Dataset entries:
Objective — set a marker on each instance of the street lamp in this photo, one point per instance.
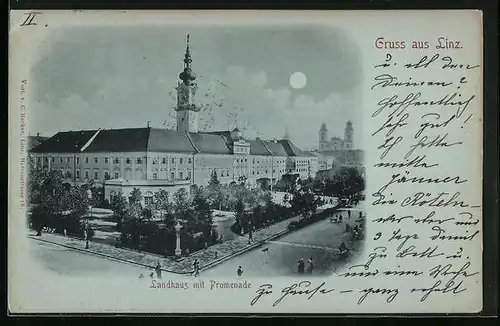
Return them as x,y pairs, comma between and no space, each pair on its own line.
89,194
178,250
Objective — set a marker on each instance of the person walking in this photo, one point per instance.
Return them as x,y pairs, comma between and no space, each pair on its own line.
310,266
158,270
196,267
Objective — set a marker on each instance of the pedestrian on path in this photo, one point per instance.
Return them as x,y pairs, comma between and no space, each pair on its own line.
158,270
196,267
239,271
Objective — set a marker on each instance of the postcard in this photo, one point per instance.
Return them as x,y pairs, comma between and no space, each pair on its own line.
284,162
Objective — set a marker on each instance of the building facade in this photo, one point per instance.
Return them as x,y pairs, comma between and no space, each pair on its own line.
152,159
336,143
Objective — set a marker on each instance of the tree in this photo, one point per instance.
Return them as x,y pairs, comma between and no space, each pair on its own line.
202,211
49,189
239,210
162,202
181,204
215,191
119,206
135,196
36,178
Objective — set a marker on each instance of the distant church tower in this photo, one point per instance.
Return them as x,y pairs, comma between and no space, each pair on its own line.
286,136
323,137
348,135
187,112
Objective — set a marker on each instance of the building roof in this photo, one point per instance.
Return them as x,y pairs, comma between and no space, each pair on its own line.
34,141
120,140
65,142
210,143
257,147
162,140
276,148
292,150
158,140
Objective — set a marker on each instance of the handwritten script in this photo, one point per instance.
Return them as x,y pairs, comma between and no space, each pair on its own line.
423,210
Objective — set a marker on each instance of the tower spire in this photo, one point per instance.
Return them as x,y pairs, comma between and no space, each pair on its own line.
187,56
287,136
187,76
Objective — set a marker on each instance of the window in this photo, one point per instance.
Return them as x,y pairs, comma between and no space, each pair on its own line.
148,200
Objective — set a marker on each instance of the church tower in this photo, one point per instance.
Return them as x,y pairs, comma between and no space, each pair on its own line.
323,137
348,135
187,112
287,135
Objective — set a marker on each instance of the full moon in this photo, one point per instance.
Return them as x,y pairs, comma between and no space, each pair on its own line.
298,80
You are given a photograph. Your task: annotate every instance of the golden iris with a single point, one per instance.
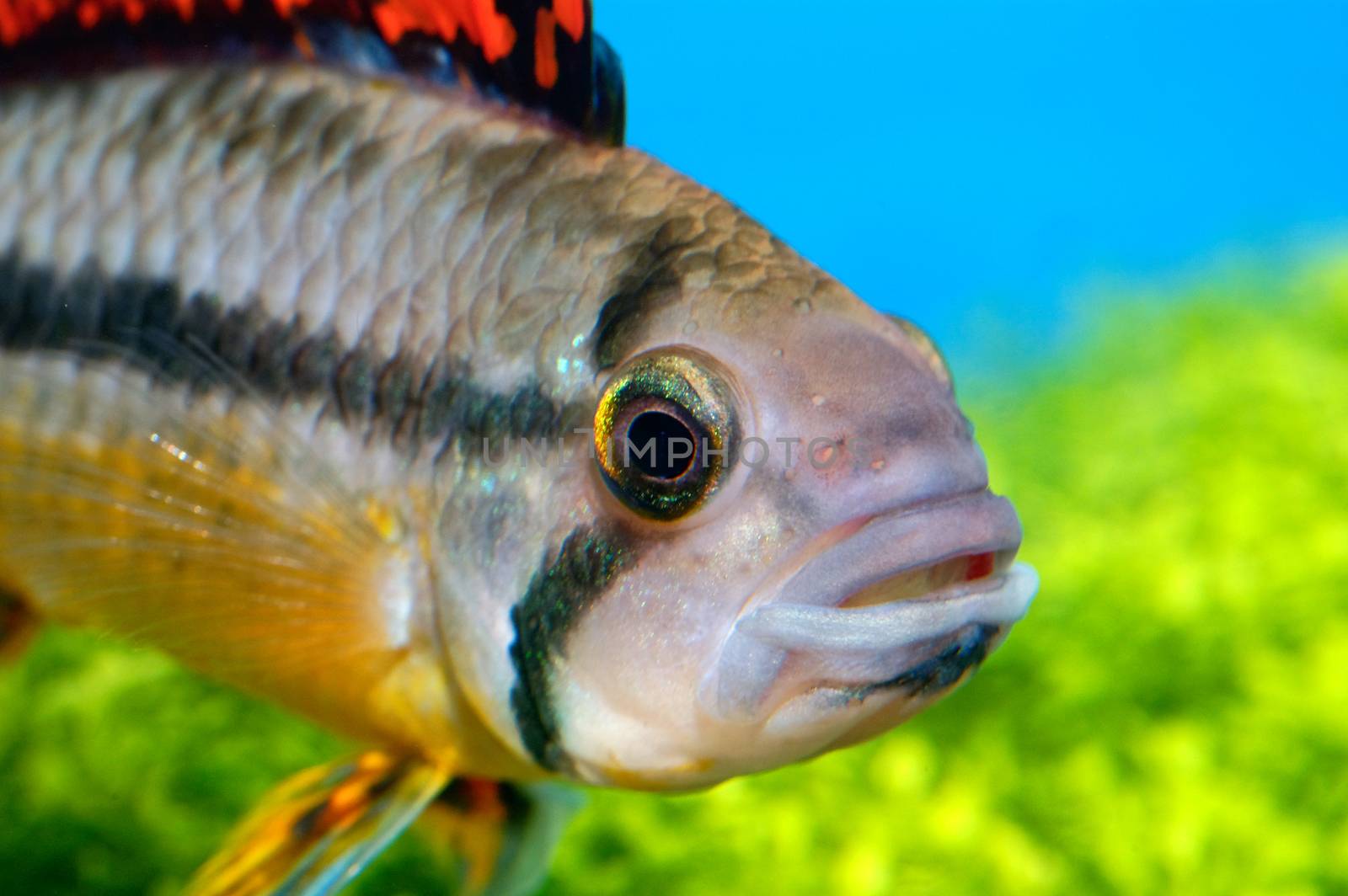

● YOUR GOAL
Copy out all lines above holding "tower".

● SOLUTION TO THIS TASK
Objective — set a marker on each instance of the distant church tower in this photo, one point per instance.
Objective — set a marker on each instance of the tower spire in this photo, one point per instance.
Objective — set a marker on each instance of the church tower in this photo, one point per instance.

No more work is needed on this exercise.